Pero temas más mundanos, desde política exterior hasta defensa, también los preocupan cada vez más. Eric Schmidt —un hombre cuya personalidad podría confundirse con un documento de Google en blanco— no solo ha escrito dos libros con Henry Kissinger, sino que también colabora regularmente con Foreign Affairs y otras publicaciones similares que inspiran fatalismo y dogma . Y le interesan temas importantes y sustanciosos, de esos que exigen gestos sombríos en almuerzos de think tanks. «Ucrania está perdiendo la guerra de los drones», proclama un artículo suyo de enero de 2024. ¿Podría ser —pura coincidencia, sin duda— el mismo Eric Schmidt que, apenas unos meses antes, fundó una empresa de drones?
Ahora que las élites tecnológicas se han unido a la fiesta, la especulación sobre el futuro de la guerra, una vez dominio enclaustrado de los «intelectuales de defensa» que murmuraban por lo bajo Corporation RAND, se convierte en entretenimiento de máxima audiencia. Alex Karp de Palantir y Palmer Luckey de Anduril, con un patrimonio neto combinado de más de once mil millones de dólares, se hacen pasar por Davides que luchan contra los Goliats derrochadores del Pentágono. Inevitablemente, Elon Musk, el Zelig del tecnocapitalismo, también tiene opiniones firmes sobre el tema: en las guerras del futuro que priorizan la destrucción de infraestructura, opinó en una reciente aparición en Westpoint, «cualquier comunicación terrestre como los cables de fibra óptica y las torres de telefonía móvil serán destruidas». ¡Ojalá alguien dirigiera una empresa de satélites de internet para salvarnos!

--- --- ---

▶ _TAREAS_
- 1) Según el texto, ¿con quién ha escrito Eric Schmidt dos libros?
- 2) Enumera todas las personas que aparecen en el texto con nombre y apellido.
- 3) Reproduce sin cambios todo el fragmento del texto que va desde «Pero temas más» hasta «empresa de drones?».
Para resolver lo que sigue, apóyate solo en el texto.

--- --- ---

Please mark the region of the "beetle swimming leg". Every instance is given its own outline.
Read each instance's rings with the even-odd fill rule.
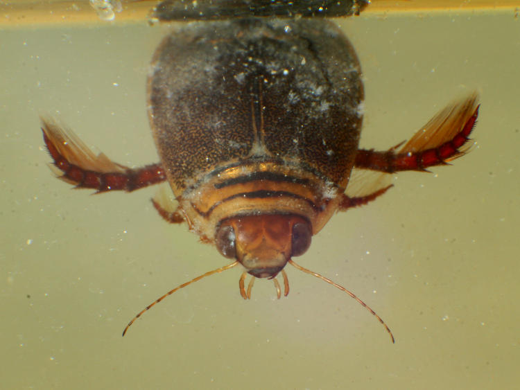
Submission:
[[[118,164],[103,153],[94,154],[72,130],[50,120],[42,119],[42,123],[44,141],[54,160],[51,168],[76,188],[93,188],[98,193],[130,192],[166,180],[159,163],[138,168]]]
[[[400,170],[426,171],[445,165],[465,154],[466,143],[478,115],[476,94],[448,105],[419,130],[398,152],[395,146],[384,152],[360,149],[354,166],[392,173]]]

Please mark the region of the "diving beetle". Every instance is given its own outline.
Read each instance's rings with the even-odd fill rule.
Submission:
[[[349,10],[352,11],[352,9]],[[216,18],[218,19],[218,18]],[[233,263],[165,294],[241,264],[239,289],[281,274],[333,214],[365,204],[391,185],[379,176],[426,171],[465,154],[478,111],[473,94],[441,111],[410,141],[385,151],[358,147],[363,86],[356,52],[322,18],[243,17],[199,21],[166,36],[148,78],[148,115],[159,162],[143,168],[96,156],[75,134],[43,120],[44,140],[63,180],[98,193],[168,181],[176,206],[153,199],[167,221],[186,222]],[[381,172],[355,183],[353,169]],[[354,189],[353,189],[354,188]],[[245,278],[252,276],[249,285]]]

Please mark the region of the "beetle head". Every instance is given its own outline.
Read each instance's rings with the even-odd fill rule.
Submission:
[[[216,230],[218,251],[236,258],[257,278],[272,278],[292,256],[305,253],[312,228],[306,219],[293,214],[232,217]]]

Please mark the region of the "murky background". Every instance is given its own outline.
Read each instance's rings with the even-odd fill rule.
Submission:
[[[0,378],[3,389],[510,389],[518,383],[520,23],[512,13],[339,21],[365,73],[361,145],[410,136],[477,89],[476,147],[453,166],[399,175],[376,202],[335,216],[289,296],[232,269],[168,225],[157,188],[91,195],[53,177],[40,115],[115,161],[157,161],[145,80],[170,27],[0,31]]]

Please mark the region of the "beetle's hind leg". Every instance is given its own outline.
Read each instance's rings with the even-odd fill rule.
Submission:
[[[477,99],[474,94],[449,105],[397,152],[400,145],[384,152],[360,149],[355,167],[387,173],[425,171],[428,167],[445,165],[464,155],[469,148],[466,143],[478,115]]]
[[[170,198],[167,189],[162,188],[152,198],[155,210],[162,218],[171,224],[180,224],[189,220],[178,202]]]
[[[98,193],[133,191],[166,180],[160,164],[130,168],[97,156],[69,130],[42,119],[44,141],[54,160],[54,170],[60,179],[76,188],[92,188]]]

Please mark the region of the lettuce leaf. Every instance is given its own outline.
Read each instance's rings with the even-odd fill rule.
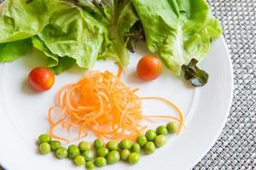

--- --- ---

▶ _TUS RESPUESTAS_
- 1) Con Henry Kissinger.

- 2) Eric Schmidt, Henry Kissinger, Alex Karp, Palmer Luckey y Elon Musk.

- 3)
Pero temas más mundanos, desde política exterior hasta defensa, también los preocupan cada vez más. Eric Schmidt —un hombre cuya personalidad podría confundirse con un documento de Google en blanco— no solo ha escrito dos libros con Henry Kissinger, sino que también colabora regularmente con Foreign Affairs y otras publicaciones similares que inspiran fatalismo y dogma . Y le interesan temas importantes y sustanciosos, de esos que exigen gestos sombríos en almuerzos de think tanks. «Ucrania está perdiendo la guerra de los drones», proclama un artículo suyo de enero de 2024. ¿Podría ser —pura coincidencia, sin duda— el mismo Eric Schmidt que, apenas unos meses antes, fundó una empresa de drones?